Texto>
Ainda chovia forte sobre os canaviais de Morro Agudo, região de Ribeirão Preto (SP), quando os rojões começaram a estourar em meio à lama e às pilhas de cana-de-açúcar. Era o sinal de que a colheita chegava ao fim e os cortadores, boa parte formada por migrantes nordestinos, estavam liberados para voltar para casa.
Antes de enfrentar a viagem de volta, normalmente longa e pouco confortável, ainda é preciso encarar a fila do acerto de contas. Foram cerca de nove meses de trabalho para os chamados “safristas” e as reclamações são inevitáveis. Pelo menos na região de Ribeirão Preto, a mais desenvolvida do país na produção de açúcar e álcool, eles costumam ter carteira assinada, condição nem sempre respeitada em outras áreas de plantio.
Em Morro Agudo, numa das fazendas da usina MB, os rojões estouraram em 7 de dezembro. A despedida foi acompanhada pela reportagem do Valor, que entre os dias 6 e 8 percorreu, nos arredores de Ribeirão, 531 quilômetros e visitou canaviais das cidades de Luiz Antônio, Jardinópolis, Morro Agudo, Barrinha e Sertãozinho, em áreas de quatro grandes usinas. No Centro-Sul, a colheita está na reta final e deve terminar no fim do mês. Até 1º de dezembro, mais de 93% do trabalho estava concluído.
“É uma vida dura”, resume Antônio Marcos Ferreira Gonçalves, 21 anos, cortador de cana há três safras. O discurso é comum nos canaviais, que só no Estado de São Paulo reúne cerca de 210 mil cortadores. O trabalho começa às 7 da manhã e vai até as 15h50, mas o dia começa ainda de madrugada, entre 3 e 4 horas, porque o transporte de ônibus até as plantações é demorado, e atrasos podem gerar prejuízo.

Registros exibidos>
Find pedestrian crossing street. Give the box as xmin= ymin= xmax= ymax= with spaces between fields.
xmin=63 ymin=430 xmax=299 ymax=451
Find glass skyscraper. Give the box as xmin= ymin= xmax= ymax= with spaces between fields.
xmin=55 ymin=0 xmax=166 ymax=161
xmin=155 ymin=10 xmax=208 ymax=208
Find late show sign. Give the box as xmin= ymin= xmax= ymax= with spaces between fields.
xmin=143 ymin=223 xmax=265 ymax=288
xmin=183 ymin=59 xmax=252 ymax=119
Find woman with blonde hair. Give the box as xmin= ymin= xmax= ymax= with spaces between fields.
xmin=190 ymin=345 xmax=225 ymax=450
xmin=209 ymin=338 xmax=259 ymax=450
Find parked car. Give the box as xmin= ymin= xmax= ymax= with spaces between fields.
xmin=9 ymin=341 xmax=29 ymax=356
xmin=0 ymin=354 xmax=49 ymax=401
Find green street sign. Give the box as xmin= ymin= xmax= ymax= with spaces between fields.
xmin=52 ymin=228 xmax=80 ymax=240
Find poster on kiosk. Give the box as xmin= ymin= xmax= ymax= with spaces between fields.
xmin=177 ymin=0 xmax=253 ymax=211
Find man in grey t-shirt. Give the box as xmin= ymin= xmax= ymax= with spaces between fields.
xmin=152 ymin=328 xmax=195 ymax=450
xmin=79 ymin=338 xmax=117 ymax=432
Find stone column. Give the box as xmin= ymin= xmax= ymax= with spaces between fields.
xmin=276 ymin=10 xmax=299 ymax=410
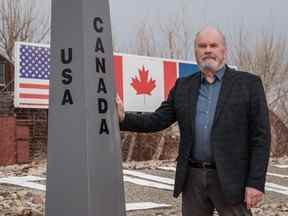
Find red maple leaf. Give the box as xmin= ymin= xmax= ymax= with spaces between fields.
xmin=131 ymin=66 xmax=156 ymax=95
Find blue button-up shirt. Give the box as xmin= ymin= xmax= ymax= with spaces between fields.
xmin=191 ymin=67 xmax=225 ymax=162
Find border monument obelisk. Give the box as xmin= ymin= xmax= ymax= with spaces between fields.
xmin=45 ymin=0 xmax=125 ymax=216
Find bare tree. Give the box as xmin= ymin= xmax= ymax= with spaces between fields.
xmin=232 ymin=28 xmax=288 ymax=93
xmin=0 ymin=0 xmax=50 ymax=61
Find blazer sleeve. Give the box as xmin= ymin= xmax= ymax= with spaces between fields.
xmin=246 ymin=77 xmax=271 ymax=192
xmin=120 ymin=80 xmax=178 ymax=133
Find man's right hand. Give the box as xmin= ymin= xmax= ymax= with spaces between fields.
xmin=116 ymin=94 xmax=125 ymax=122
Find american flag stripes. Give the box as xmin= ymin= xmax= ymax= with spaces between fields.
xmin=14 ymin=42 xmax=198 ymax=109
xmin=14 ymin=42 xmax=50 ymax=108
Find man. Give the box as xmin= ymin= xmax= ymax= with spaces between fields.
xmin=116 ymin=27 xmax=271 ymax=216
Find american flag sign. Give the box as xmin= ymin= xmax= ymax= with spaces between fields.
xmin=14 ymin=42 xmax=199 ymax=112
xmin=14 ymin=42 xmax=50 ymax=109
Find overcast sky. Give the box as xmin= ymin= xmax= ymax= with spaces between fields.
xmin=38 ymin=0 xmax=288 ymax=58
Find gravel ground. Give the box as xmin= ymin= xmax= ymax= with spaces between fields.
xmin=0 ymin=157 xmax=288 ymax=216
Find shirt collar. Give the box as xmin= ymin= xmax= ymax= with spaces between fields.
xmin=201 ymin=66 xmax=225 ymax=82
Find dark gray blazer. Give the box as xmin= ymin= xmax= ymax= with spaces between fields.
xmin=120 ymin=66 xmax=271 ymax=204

* * *

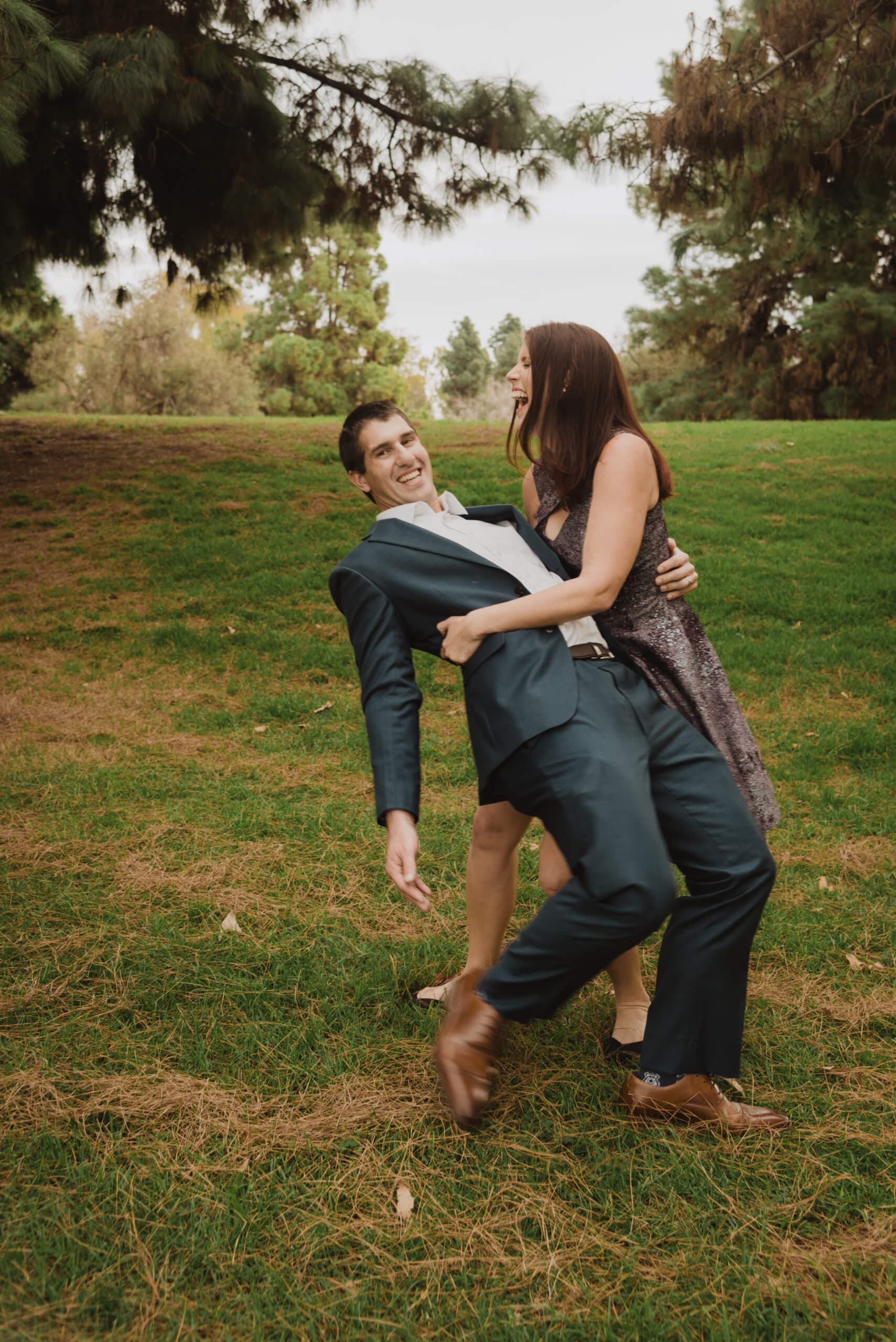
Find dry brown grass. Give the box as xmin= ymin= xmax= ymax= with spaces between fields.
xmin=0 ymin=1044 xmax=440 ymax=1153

Tarefas>
1. Reescreva em forma de lista o parágrafo do texto sobre o corte de cana que começa com "Em Morro Agudo, numa das fazendas", mantendo seus fatos principais.
2. Nos registros, começando pela linha com "Find american flag sign." e seguindo até a linha com "xmin=201 ymin=66 xmax=225 ymax=82", troque "Find" por "Locate" e reproduza essas linhas sem nenhuma outra alteração.

Respostas>
1.
- Em 7 de dezembro, os rojões estouraram em uma das fazendas da usina MB, em Morro Agudo.
- A reportagem do Valor acompanhou a despedida. Entre os dias 6 e 8, percorreu 531 quilômetros nos arredores de Ribeirão.
- A reportagem visitou canaviais de Luiz Antônio, Jardinópolis, Morro Agudo, Barrinha e Sertãozinho, em áreas de quatro grandes usinas.
- No Centro-Sul, a colheita está na reta final e deve terminar no fim do mês.
- Até 1º de dezembro, mais de 93% do trabalho estava concluído.

2.
Locate american flag sign. Give the box as xmin= ymin= xmax= ymax= with spaces between fields.
xmin=14 ymin=42 xmax=199 ymax=112
xmin=14 ymin=42 xmax=50 ymax=109
Locate overcast sky. Give the box as xmin= ymin= xmax= ymax= with spaces between fields.
xmin=38 ymin=0 xmax=288 ymax=58
Locate gravel ground. Give the box as xmin= ymin= xmax= ymax= with spaces between fields.
xmin=0 ymin=157 xmax=288 ymax=216
Locate shirt collar. Give the box as xmin= ymin= xmax= ymax= with spaces between fields.
xmin=201 ymin=66 xmax=225 ymax=82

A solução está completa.